• DOCUMENT PASSAGE:
*** Begin section ***

I think there’s an entire generation of men who were told to take these pills at some point, and finally stopped after just a few months.
Whenever people see guys screaming about the dangers of these pills, it’s because we have it on good authority.
Let me tell you about my experience with Zoloft since it drove me to the brink of insanity and almost killed me. After a couple of months of use, I started feeling very strange in my body. It felt like it was no longer me directly operating it, but I was controlling it like in a first-person game. It sort of felt like I was floating and everything that was happening. I was watching it more than experiencing it. This was the easy part.
Three months in it started getting worse. I'd suddenly want to be destructive. I threw a plate into the kitchen because I felt like I needed to. Not out of anger, but my brain just told me I needed to. These urges got worse and started involving hurting myself. I was opening up a package, and for some reason, all I wanted to do was drag the knife up my entire wrist and see what was inside. I wanted to dig and pull everything out. Mind you, I'd never had this kind of thing happen before. I was walking outside and kept looking at trees, and all I could picture was me hanging by my neck from every tree, smiling ear to ear. The messed up part is that it wasn't scary. My brain wasn't processing it as strange. I'd be driving on the road and picture myself swerving into the other lane into a truck and envisioning myself just burning in the car peacefully.
These urges got worse, and it sort of became normal. I'd grab a gun, hold it, and put it in my mouth. Not in a depressed state, but my brain just felt like I had to see what happened if I pulled the trigger. Was using a large bandsaw, and all I could picture was me climbing onto it and cutting myself in half. I'd be drinking something and want to chew and swallow the broken glass. I'd be having a conversation with someone and want to take a knife and repeatedly stab myself in the neck and cut my own head off. The urges were much stronger, and it wasn't triggering a response that this was bad.
In a moment of lucidity, I made a doctors appointment and told him I was feeling weird and mentioned casually that sometimes I'd want to drive 100 mph into oncoming traffic. I was off the meds. That didn't stop there.
For a couple of months, these urges were still there but were getting less extreme. They were replaced by what can only be described as my brain being electrocuted at random. I'd be totally fine, then just feel like someone took a stun gun to my head. Oh, and the entire time taking the medication and coming off, I had zero sex drive, none.
I took this medicine because I trusted my doctor. I wasn't suicidal, I wasn't extremely depressed, I was just kind of blue. It drove me insane and almost killed me. It took months to feel normal and human again. I never had anything like that happen in my life before or after, only during my nightmarish SSRI era. When I was off, I was back to normal.
People prescribe these meds like candy. They prescribe them like our brain chemistry is all the same. What might work for one may make another want to drive into a big rig at 100 mph.
So pardon me, American Psychiatric Association, you can GFY.

*** End section ***

• SUPPLIED ENTRIES:
*** Begin section ***

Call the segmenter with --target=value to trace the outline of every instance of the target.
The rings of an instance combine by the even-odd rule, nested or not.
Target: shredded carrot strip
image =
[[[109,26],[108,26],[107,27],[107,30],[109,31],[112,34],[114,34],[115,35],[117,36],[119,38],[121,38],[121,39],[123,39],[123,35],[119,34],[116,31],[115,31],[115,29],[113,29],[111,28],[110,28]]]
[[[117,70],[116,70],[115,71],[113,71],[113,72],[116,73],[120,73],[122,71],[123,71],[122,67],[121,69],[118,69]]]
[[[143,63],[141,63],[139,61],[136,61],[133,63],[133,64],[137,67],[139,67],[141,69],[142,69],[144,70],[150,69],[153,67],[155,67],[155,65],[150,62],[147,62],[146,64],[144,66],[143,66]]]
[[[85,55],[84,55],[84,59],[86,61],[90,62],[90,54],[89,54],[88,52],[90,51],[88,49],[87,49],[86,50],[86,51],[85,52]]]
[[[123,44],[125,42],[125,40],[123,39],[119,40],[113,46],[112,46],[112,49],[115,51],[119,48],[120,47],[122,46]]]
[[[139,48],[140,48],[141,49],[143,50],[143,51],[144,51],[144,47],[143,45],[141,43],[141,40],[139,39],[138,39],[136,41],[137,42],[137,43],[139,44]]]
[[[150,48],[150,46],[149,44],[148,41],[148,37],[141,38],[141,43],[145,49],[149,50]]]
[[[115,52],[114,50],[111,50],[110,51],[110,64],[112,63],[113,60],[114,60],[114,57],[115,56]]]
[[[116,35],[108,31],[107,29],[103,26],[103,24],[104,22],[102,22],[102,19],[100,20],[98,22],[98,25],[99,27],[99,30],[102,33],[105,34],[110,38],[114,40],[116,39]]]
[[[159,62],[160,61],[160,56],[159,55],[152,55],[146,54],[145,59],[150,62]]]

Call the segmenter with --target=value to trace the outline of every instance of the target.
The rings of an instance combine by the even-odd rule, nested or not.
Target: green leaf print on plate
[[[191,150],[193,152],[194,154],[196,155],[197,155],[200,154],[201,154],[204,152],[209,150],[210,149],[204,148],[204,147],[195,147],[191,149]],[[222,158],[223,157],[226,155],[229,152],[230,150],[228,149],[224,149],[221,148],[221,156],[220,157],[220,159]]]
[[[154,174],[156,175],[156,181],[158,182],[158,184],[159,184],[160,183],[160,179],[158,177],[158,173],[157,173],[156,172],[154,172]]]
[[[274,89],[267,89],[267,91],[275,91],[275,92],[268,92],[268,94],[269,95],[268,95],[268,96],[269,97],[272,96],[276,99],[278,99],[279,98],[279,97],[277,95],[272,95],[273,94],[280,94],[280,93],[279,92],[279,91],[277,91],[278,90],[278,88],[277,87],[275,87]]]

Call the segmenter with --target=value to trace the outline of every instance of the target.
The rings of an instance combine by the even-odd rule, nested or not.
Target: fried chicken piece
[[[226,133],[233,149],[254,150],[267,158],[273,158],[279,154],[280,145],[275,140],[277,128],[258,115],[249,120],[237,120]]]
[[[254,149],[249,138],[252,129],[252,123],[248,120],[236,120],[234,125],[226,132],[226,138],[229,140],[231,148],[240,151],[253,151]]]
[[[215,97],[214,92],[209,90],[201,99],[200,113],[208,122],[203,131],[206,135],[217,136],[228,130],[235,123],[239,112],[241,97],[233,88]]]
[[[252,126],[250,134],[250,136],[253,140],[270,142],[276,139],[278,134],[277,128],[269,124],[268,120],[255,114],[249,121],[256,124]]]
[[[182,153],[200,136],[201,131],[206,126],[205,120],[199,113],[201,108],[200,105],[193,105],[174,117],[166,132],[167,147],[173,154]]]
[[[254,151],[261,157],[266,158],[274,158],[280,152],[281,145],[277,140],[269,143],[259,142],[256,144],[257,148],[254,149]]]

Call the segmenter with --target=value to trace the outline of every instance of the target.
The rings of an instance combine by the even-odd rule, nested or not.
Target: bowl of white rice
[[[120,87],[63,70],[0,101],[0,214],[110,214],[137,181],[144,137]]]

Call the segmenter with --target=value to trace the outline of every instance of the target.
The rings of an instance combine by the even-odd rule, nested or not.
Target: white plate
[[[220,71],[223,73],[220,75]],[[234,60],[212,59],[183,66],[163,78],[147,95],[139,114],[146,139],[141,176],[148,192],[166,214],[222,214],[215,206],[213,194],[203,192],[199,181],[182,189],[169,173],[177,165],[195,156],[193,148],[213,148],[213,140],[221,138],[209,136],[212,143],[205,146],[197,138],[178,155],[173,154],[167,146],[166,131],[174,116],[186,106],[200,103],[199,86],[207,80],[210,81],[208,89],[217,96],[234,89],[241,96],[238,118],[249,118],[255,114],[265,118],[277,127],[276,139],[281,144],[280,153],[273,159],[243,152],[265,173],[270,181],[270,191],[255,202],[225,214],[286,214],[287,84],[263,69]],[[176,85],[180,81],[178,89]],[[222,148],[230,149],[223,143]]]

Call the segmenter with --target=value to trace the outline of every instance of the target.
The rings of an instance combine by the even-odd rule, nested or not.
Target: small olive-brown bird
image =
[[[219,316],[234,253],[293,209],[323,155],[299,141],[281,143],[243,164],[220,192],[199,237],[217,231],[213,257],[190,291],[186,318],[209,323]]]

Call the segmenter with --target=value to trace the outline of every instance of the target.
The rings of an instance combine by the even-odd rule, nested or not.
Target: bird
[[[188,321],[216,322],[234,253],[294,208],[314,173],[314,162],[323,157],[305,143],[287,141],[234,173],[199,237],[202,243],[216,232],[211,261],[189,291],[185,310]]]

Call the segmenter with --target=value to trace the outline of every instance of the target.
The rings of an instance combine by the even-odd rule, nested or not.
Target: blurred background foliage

*** End section ***

• WORK REQUIRED: Summarize the account of taking Zoloft in three sentences. Answer using only the text, without drawing on outside knowledge.

• EXERCISE RESULT: The writer took Zoloft out of trust in a doctor while feeling only "kind of blue," and after a couple of months began to feel detached from their own body. From about three months in, urges to be destructive and to hurt themselves grew stronger without feeling wrong, until the writer told a doctor and came off the medication. Coming off brought a couple of months of fading urges and sudden sensations like a stun gun to the head, along with no sex drive throughout, and the writer, who returned to normal afterward, condemns how freely such medications are prescribed.